**EXTRACTED DATA**
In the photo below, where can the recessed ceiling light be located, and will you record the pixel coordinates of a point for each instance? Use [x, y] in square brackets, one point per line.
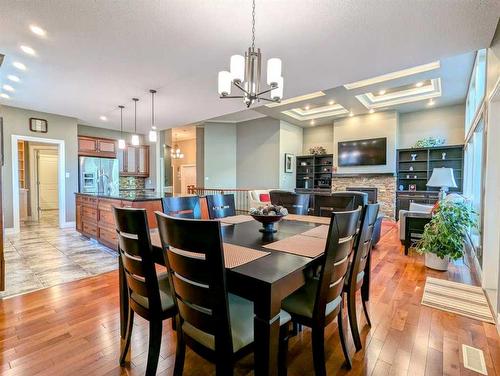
[28, 50]
[19, 65]
[38, 30]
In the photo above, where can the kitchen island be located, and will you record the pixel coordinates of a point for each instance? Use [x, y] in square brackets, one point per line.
[94, 213]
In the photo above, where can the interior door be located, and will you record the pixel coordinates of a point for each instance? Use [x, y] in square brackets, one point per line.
[47, 181]
[188, 177]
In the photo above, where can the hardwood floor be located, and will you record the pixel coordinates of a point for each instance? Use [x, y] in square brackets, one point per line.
[73, 329]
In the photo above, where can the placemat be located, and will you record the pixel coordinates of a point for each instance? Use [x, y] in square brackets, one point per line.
[234, 255]
[235, 219]
[318, 232]
[301, 245]
[308, 218]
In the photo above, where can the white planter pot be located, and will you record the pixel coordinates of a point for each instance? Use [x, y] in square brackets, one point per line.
[434, 262]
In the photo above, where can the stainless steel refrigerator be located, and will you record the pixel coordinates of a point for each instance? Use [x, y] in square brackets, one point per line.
[99, 175]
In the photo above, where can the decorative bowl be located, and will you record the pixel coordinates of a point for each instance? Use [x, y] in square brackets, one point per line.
[268, 221]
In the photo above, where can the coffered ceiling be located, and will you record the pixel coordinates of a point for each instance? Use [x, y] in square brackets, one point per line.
[99, 54]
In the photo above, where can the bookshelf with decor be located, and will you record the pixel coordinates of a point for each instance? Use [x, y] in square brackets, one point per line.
[314, 172]
[414, 169]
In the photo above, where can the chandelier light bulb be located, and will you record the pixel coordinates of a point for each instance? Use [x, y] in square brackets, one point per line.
[224, 83]
[237, 68]
[273, 71]
[277, 93]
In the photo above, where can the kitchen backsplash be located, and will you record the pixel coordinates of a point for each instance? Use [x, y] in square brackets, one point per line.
[132, 182]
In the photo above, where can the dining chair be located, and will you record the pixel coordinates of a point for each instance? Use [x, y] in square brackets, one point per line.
[221, 205]
[182, 207]
[295, 203]
[217, 325]
[149, 293]
[356, 274]
[319, 301]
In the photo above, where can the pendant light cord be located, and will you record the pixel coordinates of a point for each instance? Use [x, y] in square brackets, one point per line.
[253, 24]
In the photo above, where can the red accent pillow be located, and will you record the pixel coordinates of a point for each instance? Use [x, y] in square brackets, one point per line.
[264, 197]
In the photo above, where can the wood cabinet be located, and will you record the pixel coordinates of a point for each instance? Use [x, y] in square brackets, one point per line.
[95, 218]
[96, 147]
[134, 161]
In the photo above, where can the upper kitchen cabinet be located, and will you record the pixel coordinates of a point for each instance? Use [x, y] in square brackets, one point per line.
[96, 147]
[134, 161]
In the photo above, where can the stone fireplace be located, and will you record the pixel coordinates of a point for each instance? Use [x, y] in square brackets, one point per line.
[385, 184]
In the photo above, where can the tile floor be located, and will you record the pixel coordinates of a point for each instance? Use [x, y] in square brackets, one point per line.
[43, 255]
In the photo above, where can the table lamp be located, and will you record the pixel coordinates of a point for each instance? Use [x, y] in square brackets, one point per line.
[443, 178]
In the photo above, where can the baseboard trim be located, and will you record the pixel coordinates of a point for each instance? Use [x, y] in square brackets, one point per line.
[68, 224]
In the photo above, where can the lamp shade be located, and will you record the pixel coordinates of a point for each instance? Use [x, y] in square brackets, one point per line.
[273, 71]
[224, 83]
[237, 68]
[442, 177]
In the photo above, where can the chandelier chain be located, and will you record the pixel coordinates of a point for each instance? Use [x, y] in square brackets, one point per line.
[253, 24]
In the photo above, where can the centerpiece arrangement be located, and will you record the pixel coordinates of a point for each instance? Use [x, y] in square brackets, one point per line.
[268, 215]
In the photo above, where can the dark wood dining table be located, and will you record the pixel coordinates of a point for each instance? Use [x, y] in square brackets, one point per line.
[265, 281]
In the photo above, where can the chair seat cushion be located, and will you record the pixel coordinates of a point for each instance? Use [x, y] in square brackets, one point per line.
[165, 294]
[241, 316]
[301, 302]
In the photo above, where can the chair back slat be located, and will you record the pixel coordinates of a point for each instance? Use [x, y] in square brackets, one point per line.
[221, 205]
[363, 244]
[339, 245]
[295, 203]
[195, 263]
[136, 253]
[182, 207]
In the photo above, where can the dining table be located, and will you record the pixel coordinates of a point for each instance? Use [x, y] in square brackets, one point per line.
[265, 281]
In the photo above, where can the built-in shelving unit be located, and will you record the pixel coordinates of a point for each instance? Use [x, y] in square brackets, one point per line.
[314, 171]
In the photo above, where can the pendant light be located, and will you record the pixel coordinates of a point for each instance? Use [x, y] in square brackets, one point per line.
[121, 141]
[135, 136]
[152, 133]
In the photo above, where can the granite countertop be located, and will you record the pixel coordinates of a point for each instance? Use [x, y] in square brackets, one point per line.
[126, 196]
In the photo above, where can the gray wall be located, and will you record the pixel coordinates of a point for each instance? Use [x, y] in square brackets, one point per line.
[16, 122]
[257, 158]
[86, 130]
[220, 155]
[447, 122]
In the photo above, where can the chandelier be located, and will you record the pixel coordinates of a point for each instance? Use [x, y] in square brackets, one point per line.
[245, 74]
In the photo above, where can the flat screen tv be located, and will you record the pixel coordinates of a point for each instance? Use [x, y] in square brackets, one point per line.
[363, 152]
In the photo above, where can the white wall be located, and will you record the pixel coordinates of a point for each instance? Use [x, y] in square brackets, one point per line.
[220, 155]
[447, 122]
[257, 157]
[16, 122]
[379, 124]
[321, 135]
[291, 141]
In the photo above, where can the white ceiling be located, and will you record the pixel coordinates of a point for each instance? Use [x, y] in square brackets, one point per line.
[99, 54]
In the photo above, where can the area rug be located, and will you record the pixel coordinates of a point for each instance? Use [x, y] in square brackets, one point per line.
[458, 298]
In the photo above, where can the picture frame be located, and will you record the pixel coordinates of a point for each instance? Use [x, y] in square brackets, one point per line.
[289, 163]
[39, 125]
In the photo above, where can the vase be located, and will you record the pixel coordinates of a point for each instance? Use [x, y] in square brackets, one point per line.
[437, 263]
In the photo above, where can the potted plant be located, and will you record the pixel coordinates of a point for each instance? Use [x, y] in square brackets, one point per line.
[444, 236]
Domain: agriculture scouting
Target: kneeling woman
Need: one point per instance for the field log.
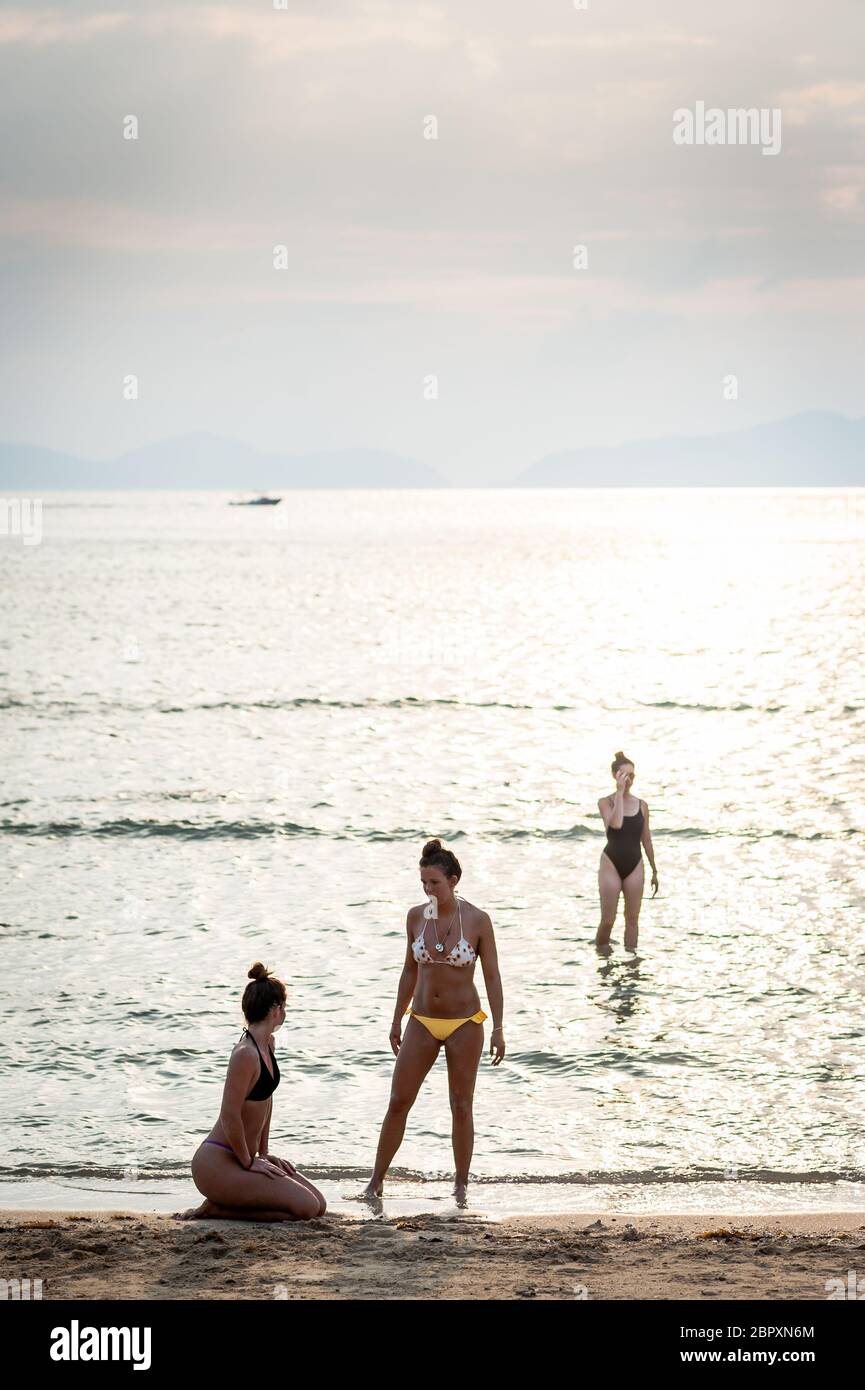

**WHAT THIS TASK INVOLVES**
No pictures should appear in the answer, which is to be the lines from the line with "Target: kneeling woman" through the end of the records above, restated exactly.

**RESPONSE BELOW**
Target: kneeling woman
Need: one point per instance for the field log.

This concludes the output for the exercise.